▶ PAGE EXCERPT
•••••
Case: 15826095
Starting point for code: https://beam.apache.org/get-started/quickstart-java
We have encountered two separate but related issues:
- When trying to deploy a Dataflow template without specifying a value for the input parameter we get an exception.
- We observe that the template is still deployed however.
- Launching the template with input also works.
- Example output showing exception deploy-template-without-inputFile.txt.
- Attempting to get rid of the exception produced in ISSUE 1 by supplying a value for the input parameter.
- No exception is produced during template creation.
- Launching the template with different input values has no effect. It always uses the input value used during template creation.
The steps below reproduce the two problems described above.
Other notes:
- The GCS urls used for input are public.
- We have reproduced ISSUE 2 in a completely new project. Please see NEW-PROJECT.md
- Just to check that the pipeline works.
•••••
▶ EXERCISE AIM
Pick up the Dataflow template bug report after its last line and write the next part.
•••••
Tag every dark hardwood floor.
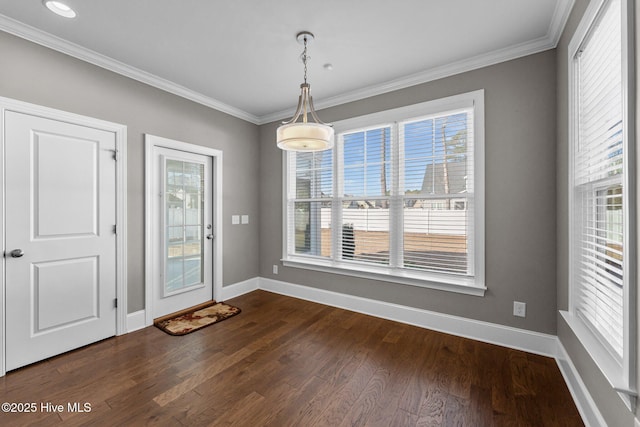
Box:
[0,291,583,427]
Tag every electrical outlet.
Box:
[513,301,527,317]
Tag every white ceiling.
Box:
[0,0,574,124]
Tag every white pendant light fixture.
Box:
[276,31,333,151]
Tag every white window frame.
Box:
[281,89,486,296]
[560,0,638,411]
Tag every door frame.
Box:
[0,97,127,376]
[144,134,222,326]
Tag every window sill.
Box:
[281,258,487,296]
[560,310,638,411]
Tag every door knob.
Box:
[9,249,24,258]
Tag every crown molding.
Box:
[0,0,575,125]
[0,14,260,124]
[258,0,575,125]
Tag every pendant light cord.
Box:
[302,35,309,84]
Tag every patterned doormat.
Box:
[153,301,240,335]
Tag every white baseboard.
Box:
[219,277,260,301]
[127,277,600,427]
[259,277,557,357]
[556,340,604,427]
[127,310,149,333]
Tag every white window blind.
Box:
[285,94,484,294]
[572,0,628,359]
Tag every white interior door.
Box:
[151,147,214,318]
[5,112,116,370]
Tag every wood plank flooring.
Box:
[0,291,583,427]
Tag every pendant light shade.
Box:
[276,31,334,151]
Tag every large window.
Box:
[564,0,636,403]
[284,91,484,294]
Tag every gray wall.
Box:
[557,0,640,427]
[259,51,556,334]
[0,32,259,313]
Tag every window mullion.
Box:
[389,122,404,268]
[331,135,344,262]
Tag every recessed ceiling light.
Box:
[44,0,78,18]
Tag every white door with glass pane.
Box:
[151,147,215,318]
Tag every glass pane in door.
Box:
[164,159,204,295]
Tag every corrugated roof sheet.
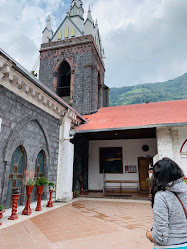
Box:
[75,100,187,132]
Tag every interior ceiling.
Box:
[74,128,156,140]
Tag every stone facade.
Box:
[0,86,59,203]
[39,35,108,114]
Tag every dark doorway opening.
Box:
[57,61,71,103]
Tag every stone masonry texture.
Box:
[39,36,106,115]
[0,86,59,204]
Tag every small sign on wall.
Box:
[125,165,137,173]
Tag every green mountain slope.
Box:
[110,73,187,106]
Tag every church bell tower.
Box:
[39,0,109,115]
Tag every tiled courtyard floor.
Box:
[0,199,153,249]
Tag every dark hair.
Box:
[151,157,184,207]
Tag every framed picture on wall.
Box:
[99,147,123,174]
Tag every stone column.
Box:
[56,116,74,201]
[154,127,174,163]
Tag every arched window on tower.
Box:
[57,61,71,103]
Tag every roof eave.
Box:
[70,122,187,135]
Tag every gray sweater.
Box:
[152,178,187,246]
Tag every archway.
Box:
[5,146,26,208]
[32,150,46,201]
[57,61,71,103]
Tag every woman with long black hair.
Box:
[146,158,187,249]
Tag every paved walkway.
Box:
[0,199,153,249]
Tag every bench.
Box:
[103,180,139,194]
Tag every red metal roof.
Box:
[75,99,187,132]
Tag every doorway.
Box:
[138,157,153,191]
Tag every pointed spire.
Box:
[46,15,51,31]
[87,5,93,22]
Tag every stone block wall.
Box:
[39,36,105,115]
[0,86,59,203]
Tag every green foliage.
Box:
[26,179,35,186]
[110,73,187,106]
[35,177,48,186]
[0,205,5,211]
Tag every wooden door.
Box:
[5,147,25,208]
[138,157,153,191]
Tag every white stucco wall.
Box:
[88,139,157,190]
[154,126,187,176]
[56,118,74,201]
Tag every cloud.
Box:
[0,0,187,87]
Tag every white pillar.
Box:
[56,117,74,201]
[154,127,174,163]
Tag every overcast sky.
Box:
[0,0,187,87]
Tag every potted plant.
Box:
[35,177,48,211]
[48,182,55,190]
[73,189,79,198]
[0,205,5,225]
[46,182,55,207]
[22,178,35,215]
[8,187,22,220]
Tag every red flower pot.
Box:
[8,194,21,220]
[35,186,44,211]
[0,210,5,225]
[22,185,34,215]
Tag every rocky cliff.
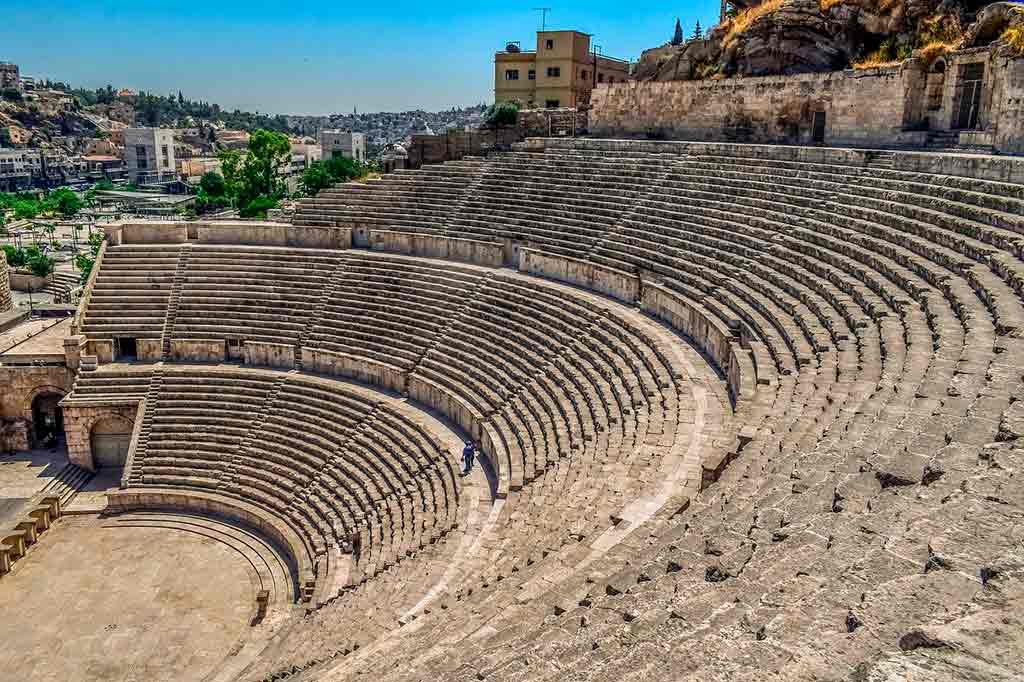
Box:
[636,0,1024,81]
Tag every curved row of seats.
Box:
[69,365,461,596]
[282,143,1024,680]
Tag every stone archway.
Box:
[32,390,63,446]
[89,416,134,469]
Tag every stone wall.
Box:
[589,47,1024,154]
[369,229,505,267]
[590,68,920,146]
[0,366,75,421]
[63,400,138,471]
[406,126,523,168]
[518,109,590,137]
[103,221,351,249]
[7,269,49,293]
[989,51,1024,153]
[0,258,14,312]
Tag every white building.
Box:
[124,128,177,183]
[319,130,367,163]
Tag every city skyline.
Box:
[0,0,718,116]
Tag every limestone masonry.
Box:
[590,47,1024,154]
[0,138,1024,682]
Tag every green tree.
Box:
[75,228,104,285]
[28,254,53,278]
[47,187,83,218]
[299,161,334,197]
[239,196,278,219]
[3,244,25,267]
[217,150,243,204]
[483,101,519,126]
[199,171,227,198]
[13,199,42,220]
[243,129,292,203]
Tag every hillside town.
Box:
[0,0,1024,682]
[0,57,485,194]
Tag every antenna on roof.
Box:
[534,7,551,31]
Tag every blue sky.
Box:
[0,0,718,114]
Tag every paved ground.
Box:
[0,516,254,682]
[0,317,72,361]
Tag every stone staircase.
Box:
[41,462,95,509]
[43,272,82,303]
[160,244,191,361]
[127,368,164,485]
[295,255,347,372]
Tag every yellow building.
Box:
[495,31,630,109]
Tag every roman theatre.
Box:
[0,138,1024,682]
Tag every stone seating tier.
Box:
[268,142,1024,680]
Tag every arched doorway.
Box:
[89,417,133,469]
[32,392,63,447]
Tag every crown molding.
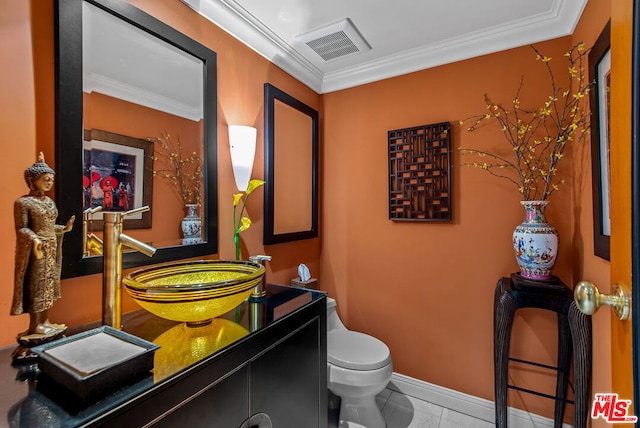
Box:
•••••
▶ THE RESULT
- Providing inputFile value - WORKS
mvn compile exec:java \
-Pdirect-runner \
-Dexec.mainClass=org.apache.beam.examples.MyMinimalWordCount \
-Dexec.args="--runner=DirectRunner \
--inputFile=gs://catalogue.unimarket.com/TESTING/input/names.txt \
--outputFile=c:/temp/output.txt"
- Omitting inputFile value - DOES NOT WORK
mvn compile exec:java \
-Pdirect-runner \
-Dexec.mainClass=org.apache.beam.examples.MyMinimalWordCount \
-Dexec.args="--runner=DirectRunner \
--outputFile=c:/temp/output.txt"
- Providing inputFile value - WORKS
mvn compile exec:java \
-Pdataflow-runner \
-Dexec.mainClass=org.apache.beam.examples.MyMinimalWordCount \
-Dexec.args="--runner=DataflowRunner \
--project=unimarket-catalogue \
--inputFile=gs://catalogue.unimarket.com/TESTING/input/names.txt \
"
- Create template WITHOUT inputFile - CAUSES EXCEPTION
- Example output showing exception deploy-template-without-inputFile.txt.
mvn compile exec:java \
-Dexec.mainClass=org.apache.beam.examples.MyMinimalWordCount \
-Dexec.args="--runner=DataflowRunner \
--project=unimarket-catalogue \
--stagingLocation=gs://catalogue.unimarket.com/TESTING/staging \
--templateLocation=gs://catalogue.unimarket.com/TESTING/templates/MyMinimalWordCountTemplate \
"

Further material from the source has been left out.